* Problem to work on
Using the passage on CPU cache prefetchers below, answer each question.
(a) What is the size of the data cache unit?
(b) What cache line size does the Intel Xeon microarchitecture use?
(c) What name do server vendors use for the spatial prefetcher?
[start of Selection]
The component that actual stores the data in the L1D is called the data cache unit (DCU) and is 32KB in size. The L1D manages all the loads and stores of the data. The DCU prefetcher fetches next cache lines from the memory hierarchy when a particular access pattern is detected. The DCU IP prefetcher attempts to load the next instruction before the core actually request it. L2 prefetchers also interact with the LLC. When the L2 contains too many outstanding requests, the L2 prefetchers stores the data in the LLC to avoid eviction of useful cache lines.

Note
In storage, the unit of transportation is a block, in memory its called a line.
The Intel Xeon microarchitecture uses a cache line size of 64 bytes.
Two L2 prefetchers exists Spatial Prefetcher and Streamer. The spatial prefetcher attempts to complete every cache line fetched to the L2 cache with another cache line in order to fill a 128-byte aligned chunk. The streamer monitors read requests from the L1D cache and fetch the appropriate data and instructions. Server vendors might use their own designation for L1 and L2 prefetchers

Intel Server Vendors
DCU Prefetcher DCU Streamer Prefetcher
DCU IP-based stride prefetcher DCU IP Prefetcher
Spatial prefetcher Adjacent Cache Line Prefetch
Streamer Hardware Prefetcher

All four prefetchers are extremely important for performance. There are some use cases known where prefetchers consume more bandwidth and CPU cycles than actually benefit performance, but these cases are extremely rare. Testing prefetcher effectiveness is extremely difficult as synthetic test are usually focused on measuring best case scenario bandwidth and latency using sequential access patterns. And you guess it, they workload pattern where prefetchers shine. My recommendation is to have the prefetchers set to enabled.
[end of Selection]
[start of Entries supplied]
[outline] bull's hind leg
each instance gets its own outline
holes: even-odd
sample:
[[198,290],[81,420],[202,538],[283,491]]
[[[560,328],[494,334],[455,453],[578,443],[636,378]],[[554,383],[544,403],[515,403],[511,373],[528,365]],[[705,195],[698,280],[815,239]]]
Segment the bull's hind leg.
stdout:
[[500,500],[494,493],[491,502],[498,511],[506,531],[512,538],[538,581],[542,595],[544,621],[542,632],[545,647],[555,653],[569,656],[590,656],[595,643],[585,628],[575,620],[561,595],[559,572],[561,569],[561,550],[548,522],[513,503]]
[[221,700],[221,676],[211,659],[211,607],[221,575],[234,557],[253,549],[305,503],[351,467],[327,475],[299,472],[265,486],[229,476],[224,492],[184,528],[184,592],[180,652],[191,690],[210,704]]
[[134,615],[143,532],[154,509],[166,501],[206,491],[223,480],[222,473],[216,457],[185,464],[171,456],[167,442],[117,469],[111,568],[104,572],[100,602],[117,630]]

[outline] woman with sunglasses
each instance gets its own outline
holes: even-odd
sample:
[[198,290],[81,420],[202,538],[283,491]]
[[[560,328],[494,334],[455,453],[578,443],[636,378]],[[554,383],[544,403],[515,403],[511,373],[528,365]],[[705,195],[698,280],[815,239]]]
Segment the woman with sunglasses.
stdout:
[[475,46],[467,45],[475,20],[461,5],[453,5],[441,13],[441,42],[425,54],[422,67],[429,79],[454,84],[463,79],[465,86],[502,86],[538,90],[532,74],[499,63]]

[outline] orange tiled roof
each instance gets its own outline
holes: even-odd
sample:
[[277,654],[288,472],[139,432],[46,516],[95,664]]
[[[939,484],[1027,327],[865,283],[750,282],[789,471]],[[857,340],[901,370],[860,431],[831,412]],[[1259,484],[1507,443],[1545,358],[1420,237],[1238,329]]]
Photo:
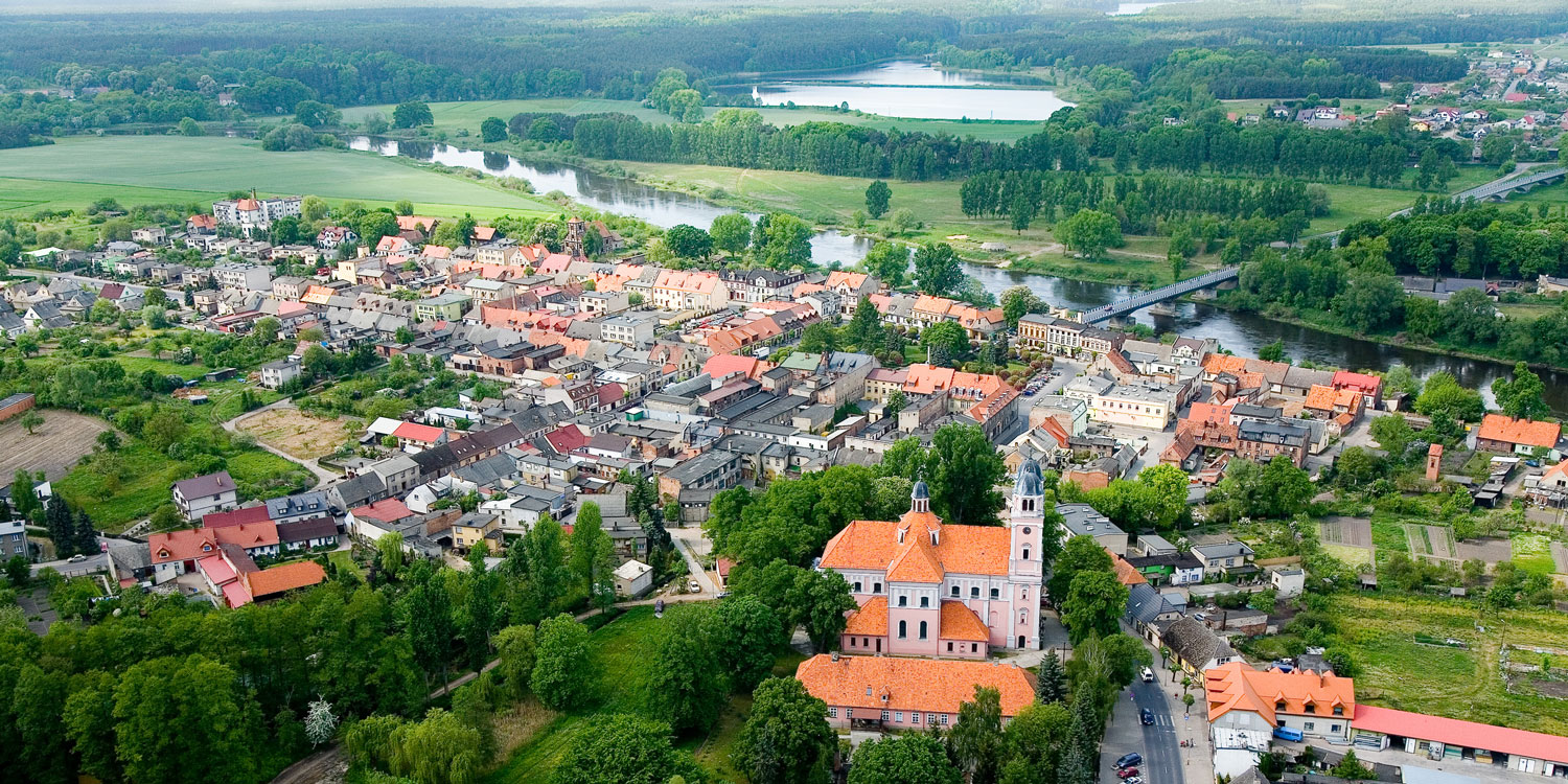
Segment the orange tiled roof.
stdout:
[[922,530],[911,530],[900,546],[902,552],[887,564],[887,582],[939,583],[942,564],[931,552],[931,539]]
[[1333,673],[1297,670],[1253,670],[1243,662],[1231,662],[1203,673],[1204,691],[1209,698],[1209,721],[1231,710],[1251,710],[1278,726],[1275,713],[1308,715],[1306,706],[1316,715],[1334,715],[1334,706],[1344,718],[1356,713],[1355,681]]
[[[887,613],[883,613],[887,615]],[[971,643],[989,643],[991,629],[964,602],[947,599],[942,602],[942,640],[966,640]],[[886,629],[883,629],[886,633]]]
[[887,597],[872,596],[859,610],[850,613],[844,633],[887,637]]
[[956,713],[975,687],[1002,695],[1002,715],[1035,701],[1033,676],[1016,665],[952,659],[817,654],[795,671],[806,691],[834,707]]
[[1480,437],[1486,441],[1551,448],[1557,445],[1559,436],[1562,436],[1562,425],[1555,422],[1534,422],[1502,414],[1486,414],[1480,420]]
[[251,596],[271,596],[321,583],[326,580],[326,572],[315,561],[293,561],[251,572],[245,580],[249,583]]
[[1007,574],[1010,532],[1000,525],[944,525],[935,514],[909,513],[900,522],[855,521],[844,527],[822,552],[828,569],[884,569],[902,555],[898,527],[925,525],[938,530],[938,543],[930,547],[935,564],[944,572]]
[end of Entries supplied]
* Written solution
(a) 32KB
(b) 64 bytes
(c) Adjacent Cache Line Prefetch